◆ Assigned task
Read the lines below, and copy any that contain the string "meadow".

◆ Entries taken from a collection
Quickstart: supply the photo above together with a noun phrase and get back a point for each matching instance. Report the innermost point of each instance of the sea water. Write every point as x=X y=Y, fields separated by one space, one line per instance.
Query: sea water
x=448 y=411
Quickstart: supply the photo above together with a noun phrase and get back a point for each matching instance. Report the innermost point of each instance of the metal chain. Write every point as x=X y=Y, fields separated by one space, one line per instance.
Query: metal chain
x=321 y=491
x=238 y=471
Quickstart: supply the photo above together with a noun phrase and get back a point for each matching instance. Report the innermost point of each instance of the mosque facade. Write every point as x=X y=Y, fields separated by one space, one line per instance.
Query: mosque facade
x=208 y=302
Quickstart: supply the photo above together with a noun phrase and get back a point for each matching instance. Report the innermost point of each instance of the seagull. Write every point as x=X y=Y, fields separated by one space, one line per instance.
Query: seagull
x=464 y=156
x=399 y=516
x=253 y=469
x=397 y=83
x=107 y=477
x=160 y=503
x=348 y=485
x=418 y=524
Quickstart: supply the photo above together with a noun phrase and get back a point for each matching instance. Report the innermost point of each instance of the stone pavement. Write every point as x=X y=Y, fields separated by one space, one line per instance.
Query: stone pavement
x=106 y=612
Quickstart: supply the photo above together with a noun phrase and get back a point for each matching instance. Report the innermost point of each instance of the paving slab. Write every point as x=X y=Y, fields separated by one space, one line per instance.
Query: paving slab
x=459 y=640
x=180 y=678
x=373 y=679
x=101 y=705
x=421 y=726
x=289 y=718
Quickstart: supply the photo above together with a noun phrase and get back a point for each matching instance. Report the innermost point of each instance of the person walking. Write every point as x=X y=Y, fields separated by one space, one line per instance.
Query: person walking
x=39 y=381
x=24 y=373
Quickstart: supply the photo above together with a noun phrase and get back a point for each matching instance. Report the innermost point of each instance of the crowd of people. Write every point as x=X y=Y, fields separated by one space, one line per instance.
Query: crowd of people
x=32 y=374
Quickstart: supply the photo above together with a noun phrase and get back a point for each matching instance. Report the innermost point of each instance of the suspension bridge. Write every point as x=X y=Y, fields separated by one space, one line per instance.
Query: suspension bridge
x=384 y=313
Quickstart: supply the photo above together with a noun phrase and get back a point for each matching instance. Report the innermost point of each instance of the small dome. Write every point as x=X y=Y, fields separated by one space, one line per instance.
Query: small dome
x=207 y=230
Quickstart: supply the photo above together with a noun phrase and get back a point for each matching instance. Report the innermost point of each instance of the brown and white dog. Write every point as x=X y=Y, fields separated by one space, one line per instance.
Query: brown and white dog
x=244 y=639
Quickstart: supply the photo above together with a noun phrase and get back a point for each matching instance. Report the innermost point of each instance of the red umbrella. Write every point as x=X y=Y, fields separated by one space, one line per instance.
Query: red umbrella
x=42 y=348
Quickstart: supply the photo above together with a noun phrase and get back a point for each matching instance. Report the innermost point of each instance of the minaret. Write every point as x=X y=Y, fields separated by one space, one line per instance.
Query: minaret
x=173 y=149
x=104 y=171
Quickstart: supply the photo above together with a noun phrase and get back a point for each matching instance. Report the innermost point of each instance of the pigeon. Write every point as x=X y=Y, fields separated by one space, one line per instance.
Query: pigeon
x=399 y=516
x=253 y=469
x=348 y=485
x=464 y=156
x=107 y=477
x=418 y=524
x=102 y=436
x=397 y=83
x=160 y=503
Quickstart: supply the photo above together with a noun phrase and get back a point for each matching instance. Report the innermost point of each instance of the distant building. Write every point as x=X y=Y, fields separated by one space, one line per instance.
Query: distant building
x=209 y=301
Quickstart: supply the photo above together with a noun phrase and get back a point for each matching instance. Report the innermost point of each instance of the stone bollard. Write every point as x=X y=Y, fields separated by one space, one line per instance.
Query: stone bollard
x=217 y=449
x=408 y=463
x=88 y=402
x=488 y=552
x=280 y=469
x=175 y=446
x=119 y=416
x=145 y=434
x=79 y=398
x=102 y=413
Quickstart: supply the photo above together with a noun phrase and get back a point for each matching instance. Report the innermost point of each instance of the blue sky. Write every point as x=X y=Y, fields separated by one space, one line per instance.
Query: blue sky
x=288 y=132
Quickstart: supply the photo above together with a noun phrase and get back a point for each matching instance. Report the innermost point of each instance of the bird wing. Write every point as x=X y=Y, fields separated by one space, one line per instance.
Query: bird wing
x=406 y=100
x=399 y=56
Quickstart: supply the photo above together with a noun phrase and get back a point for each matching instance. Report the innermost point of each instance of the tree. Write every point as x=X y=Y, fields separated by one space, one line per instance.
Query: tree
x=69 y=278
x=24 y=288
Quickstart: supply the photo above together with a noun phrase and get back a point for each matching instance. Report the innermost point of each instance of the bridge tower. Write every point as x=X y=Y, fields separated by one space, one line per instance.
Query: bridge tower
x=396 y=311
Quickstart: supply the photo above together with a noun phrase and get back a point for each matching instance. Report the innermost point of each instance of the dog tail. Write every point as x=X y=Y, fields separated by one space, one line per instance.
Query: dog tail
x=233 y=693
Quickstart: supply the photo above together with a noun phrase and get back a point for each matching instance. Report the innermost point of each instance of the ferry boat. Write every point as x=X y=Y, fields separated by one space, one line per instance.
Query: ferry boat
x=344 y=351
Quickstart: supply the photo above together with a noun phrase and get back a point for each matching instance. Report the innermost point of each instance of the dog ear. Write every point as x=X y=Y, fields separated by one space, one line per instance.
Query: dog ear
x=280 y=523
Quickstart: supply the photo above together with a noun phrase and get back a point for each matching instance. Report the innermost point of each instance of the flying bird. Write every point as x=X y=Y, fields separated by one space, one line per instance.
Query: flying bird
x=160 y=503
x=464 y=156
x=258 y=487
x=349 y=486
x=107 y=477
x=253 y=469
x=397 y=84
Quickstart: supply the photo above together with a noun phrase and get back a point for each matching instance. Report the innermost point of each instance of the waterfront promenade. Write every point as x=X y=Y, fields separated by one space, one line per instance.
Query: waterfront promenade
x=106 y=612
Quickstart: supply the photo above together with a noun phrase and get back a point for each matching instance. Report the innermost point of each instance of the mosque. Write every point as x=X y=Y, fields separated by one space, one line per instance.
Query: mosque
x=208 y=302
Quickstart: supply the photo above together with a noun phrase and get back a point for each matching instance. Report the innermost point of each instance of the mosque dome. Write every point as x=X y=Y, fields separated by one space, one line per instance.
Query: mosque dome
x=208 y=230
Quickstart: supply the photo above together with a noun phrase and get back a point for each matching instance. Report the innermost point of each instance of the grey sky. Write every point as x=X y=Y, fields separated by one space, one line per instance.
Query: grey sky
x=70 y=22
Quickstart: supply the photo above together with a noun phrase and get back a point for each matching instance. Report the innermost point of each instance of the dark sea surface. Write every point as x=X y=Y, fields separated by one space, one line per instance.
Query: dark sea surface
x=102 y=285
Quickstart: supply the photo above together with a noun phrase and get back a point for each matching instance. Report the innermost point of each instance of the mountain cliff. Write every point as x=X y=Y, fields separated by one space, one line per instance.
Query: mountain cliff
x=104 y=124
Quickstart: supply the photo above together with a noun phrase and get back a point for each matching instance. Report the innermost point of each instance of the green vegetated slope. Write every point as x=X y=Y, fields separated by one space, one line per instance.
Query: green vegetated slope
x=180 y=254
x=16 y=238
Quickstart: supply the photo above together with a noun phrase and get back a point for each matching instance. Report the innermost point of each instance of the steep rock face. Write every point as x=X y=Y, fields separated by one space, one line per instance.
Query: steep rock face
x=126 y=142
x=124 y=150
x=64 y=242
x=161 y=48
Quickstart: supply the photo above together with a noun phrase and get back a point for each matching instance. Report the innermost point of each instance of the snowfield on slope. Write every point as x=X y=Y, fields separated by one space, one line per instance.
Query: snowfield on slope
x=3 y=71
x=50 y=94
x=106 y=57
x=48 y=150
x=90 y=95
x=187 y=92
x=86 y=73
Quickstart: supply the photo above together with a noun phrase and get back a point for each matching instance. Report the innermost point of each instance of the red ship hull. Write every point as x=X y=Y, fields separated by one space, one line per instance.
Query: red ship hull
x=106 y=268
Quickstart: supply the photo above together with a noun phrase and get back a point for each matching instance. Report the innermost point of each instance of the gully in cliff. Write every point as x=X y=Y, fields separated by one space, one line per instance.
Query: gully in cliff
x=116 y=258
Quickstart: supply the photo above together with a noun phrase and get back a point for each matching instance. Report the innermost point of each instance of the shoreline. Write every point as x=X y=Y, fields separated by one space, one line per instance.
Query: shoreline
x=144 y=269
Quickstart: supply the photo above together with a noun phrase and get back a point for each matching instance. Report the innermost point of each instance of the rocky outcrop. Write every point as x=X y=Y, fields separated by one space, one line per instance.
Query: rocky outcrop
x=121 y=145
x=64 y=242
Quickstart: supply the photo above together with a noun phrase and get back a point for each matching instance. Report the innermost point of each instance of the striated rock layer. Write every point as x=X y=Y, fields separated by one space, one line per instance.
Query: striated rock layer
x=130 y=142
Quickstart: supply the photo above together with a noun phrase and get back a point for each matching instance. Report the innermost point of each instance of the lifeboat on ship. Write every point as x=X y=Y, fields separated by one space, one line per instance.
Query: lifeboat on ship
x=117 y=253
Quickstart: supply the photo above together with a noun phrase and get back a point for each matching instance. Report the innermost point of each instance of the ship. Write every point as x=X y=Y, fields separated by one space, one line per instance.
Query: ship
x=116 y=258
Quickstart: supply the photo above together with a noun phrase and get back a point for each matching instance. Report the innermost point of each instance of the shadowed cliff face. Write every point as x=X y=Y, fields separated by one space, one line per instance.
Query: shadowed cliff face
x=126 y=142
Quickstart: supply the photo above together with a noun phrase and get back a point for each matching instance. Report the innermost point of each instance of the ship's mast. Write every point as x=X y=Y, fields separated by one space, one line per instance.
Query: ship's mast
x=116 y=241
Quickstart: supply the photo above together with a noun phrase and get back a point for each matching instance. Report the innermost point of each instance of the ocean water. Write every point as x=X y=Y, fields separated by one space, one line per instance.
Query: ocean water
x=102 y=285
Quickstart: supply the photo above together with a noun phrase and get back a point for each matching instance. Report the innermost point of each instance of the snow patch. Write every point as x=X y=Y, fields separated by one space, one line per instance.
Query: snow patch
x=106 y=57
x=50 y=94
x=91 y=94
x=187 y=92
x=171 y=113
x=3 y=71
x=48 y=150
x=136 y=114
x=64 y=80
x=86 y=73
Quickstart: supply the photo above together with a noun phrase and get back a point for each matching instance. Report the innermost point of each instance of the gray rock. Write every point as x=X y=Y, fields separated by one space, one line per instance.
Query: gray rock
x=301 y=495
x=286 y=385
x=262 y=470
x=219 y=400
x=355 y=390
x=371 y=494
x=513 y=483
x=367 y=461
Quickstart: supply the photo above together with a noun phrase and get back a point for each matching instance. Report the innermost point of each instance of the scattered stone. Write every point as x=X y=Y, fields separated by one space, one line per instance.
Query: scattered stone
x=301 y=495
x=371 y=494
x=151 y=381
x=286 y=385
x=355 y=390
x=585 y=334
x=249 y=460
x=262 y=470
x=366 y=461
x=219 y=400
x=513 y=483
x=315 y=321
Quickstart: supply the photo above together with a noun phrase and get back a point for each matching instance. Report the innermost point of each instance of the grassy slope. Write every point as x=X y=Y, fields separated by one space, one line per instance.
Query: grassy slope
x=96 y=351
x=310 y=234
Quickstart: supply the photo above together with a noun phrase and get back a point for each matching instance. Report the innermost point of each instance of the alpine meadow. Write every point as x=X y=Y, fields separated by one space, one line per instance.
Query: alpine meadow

◆ Solution below
Quickstart: supply the photo above together with a noun phrase and get back a point for each matching instance. Report the innermost point of each instance of the alpine meadow. Write every point as x=X y=Y, fields separated by one space, one line per instance.
Query: alpine meadow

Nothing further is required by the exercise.